◆ **Records to use**
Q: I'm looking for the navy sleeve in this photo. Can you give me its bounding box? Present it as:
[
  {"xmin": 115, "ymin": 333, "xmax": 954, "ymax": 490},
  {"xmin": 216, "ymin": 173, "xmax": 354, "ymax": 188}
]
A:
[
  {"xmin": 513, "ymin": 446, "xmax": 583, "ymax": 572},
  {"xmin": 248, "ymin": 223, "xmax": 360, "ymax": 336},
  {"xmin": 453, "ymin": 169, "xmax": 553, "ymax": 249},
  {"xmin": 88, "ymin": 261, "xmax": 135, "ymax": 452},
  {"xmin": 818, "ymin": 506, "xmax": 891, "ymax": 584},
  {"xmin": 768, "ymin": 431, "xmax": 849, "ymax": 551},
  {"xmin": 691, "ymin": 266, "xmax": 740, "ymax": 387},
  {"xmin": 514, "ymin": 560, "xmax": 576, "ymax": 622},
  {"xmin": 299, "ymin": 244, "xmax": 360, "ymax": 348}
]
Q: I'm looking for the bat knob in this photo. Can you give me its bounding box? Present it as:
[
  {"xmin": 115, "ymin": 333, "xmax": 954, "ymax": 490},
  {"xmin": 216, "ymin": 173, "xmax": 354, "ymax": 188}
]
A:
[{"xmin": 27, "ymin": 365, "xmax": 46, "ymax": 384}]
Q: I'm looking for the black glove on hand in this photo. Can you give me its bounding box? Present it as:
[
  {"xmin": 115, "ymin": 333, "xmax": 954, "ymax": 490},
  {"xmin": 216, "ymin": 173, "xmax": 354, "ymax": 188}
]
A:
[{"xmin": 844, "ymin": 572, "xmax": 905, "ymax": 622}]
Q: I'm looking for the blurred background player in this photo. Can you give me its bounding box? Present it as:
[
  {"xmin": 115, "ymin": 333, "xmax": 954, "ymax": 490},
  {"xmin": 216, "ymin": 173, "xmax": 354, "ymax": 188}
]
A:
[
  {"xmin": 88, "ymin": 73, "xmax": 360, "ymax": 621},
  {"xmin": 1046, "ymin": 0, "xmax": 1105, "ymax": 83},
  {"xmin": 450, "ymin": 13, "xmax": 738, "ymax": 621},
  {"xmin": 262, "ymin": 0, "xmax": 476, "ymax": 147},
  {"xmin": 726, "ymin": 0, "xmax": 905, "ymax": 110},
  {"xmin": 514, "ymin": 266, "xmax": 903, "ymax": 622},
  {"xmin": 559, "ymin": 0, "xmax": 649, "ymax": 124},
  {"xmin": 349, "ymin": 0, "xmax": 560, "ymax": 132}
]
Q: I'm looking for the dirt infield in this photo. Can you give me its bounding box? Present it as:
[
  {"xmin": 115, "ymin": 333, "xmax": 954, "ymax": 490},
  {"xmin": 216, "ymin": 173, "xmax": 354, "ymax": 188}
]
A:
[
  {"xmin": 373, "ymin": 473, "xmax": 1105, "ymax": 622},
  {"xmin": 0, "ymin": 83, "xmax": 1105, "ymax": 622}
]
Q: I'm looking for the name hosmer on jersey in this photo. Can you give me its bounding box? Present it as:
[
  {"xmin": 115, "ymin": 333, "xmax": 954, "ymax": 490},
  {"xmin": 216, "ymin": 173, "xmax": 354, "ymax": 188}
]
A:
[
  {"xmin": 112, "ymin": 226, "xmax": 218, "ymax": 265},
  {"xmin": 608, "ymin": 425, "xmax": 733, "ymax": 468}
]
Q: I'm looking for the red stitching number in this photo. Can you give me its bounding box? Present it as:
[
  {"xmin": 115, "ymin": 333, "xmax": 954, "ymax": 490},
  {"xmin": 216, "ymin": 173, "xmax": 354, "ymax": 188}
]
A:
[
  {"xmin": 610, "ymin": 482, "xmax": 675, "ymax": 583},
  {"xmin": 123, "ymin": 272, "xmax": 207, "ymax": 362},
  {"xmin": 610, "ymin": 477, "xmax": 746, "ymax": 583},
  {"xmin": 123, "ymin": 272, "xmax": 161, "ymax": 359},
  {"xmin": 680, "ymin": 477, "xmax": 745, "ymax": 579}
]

◆ **What needs to be done**
Render every line of the records above as a numbered list, omitting any blank lines.

◆ **Task result**
1. Q: I'm looking for the navy sleeve in this photo. Can you give me its bounding box? Present it as:
2. [
3.   {"xmin": 115, "ymin": 333, "xmax": 954, "ymax": 490},
4.   {"xmin": 216, "ymin": 173, "xmax": 354, "ymax": 188}
5. ]
6. A:
7. [
8.   {"xmin": 513, "ymin": 446, "xmax": 583, "ymax": 572},
9.   {"xmin": 248, "ymin": 223, "xmax": 360, "ymax": 336},
10.   {"xmin": 453, "ymin": 169, "xmax": 553, "ymax": 249},
11.   {"xmin": 88, "ymin": 261, "xmax": 135, "ymax": 452},
12.   {"xmin": 818, "ymin": 506, "xmax": 891, "ymax": 584},
13.   {"xmin": 768, "ymin": 431, "xmax": 849, "ymax": 551},
14.   {"xmin": 691, "ymin": 266, "xmax": 740, "ymax": 387},
15.   {"xmin": 514, "ymin": 560, "xmax": 576, "ymax": 622},
16.   {"xmin": 299, "ymin": 244, "xmax": 360, "ymax": 348}
17. ]
18. Q: I'm looking for the bat knob in this photo. Can you give me its bounding box? Present it as:
19. [
20.   {"xmin": 115, "ymin": 333, "xmax": 954, "ymax": 490},
21.   {"xmin": 216, "ymin": 173, "xmax": 354, "ymax": 188}
22. ]
23. A:
24. [{"xmin": 27, "ymin": 365, "xmax": 46, "ymax": 384}]
25. Q: I'm looking for the black glove on hand in this photo. Can you give me its bounding box? Present it as:
26. [
27.   {"xmin": 115, "ymin": 333, "xmax": 954, "ymax": 490},
28.   {"xmin": 216, "ymin": 173, "xmax": 354, "ymax": 188}
29. ]
30. A:
31. [{"xmin": 844, "ymin": 572, "xmax": 905, "ymax": 622}]
32. Q: I'm looking for the blurred background player in this photo. Can you give me its bounding box? Present it as:
33. [
34.   {"xmin": 115, "ymin": 333, "xmax": 954, "ymax": 490},
35.   {"xmin": 216, "ymin": 173, "xmax": 354, "ymax": 188}
36. ]
37. A:
38. [
39.   {"xmin": 88, "ymin": 73, "xmax": 360, "ymax": 621},
40.   {"xmin": 1046, "ymin": 0, "xmax": 1105, "ymax": 83},
41.   {"xmin": 450, "ymin": 13, "xmax": 738, "ymax": 621},
42.   {"xmin": 262, "ymin": 0, "xmax": 476, "ymax": 147},
43.   {"xmin": 726, "ymin": 0, "xmax": 905, "ymax": 110},
44.   {"xmin": 514, "ymin": 266, "xmax": 903, "ymax": 622},
45.   {"xmin": 559, "ymin": 0, "xmax": 649, "ymax": 124},
46.   {"xmin": 349, "ymin": 0, "xmax": 560, "ymax": 132}
47. ]
48. Q: I'm looking for the dirt infield in this photo. Can you give me its bounding box? Present it as:
49. [
50.   {"xmin": 115, "ymin": 333, "xmax": 954, "ymax": 490},
51.   {"xmin": 216, "ymin": 173, "xmax": 354, "ymax": 188}
52. ]
53. A:
54. [
55.   {"xmin": 373, "ymin": 473, "xmax": 1105, "ymax": 622},
56.   {"xmin": 0, "ymin": 83, "xmax": 1105, "ymax": 622}
57. ]
58. Q: I'm looking for the name hosmer on jersey in this photo. Can you give me its bounding box? Present it as:
59. [
60.   {"xmin": 115, "ymin": 333, "xmax": 954, "ymax": 490},
61.   {"xmin": 216, "ymin": 173, "xmax": 354, "ymax": 188}
62. ]
63. A:
64. [
65.   {"xmin": 112, "ymin": 226, "xmax": 218, "ymax": 265},
66.   {"xmin": 608, "ymin": 425, "xmax": 733, "ymax": 468}
67. ]
68. Q: I'm looking for the red stitching number in this photo. Can you give me its bounding box? Present it as:
69. [
70.   {"xmin": 115, "ymin": 333, "xmax": 954, "ymax": 490},
71.   {"xmin": 216, "ymin": 173, "xmax": 354, "ymax": 188}
72. ]
73. A:
74. [
75.   {"xmin": 610, "ymin": 482, "xmax": 675, "ymax": 583},
76.   {"xmin": 123, "ymin": 272, "xmax": 207, "ymax": 362},
77.   {"xmin": 610, "ymin": 477, "xmax": 746, "ymax": 583},
78.   {"xmin": 123, "ymin": 272, "xmax": 161, "ymax": 359},
79.   {"xmin": 680, "ymin": 477, "xmax": 745, "ymax": 579}
80. ]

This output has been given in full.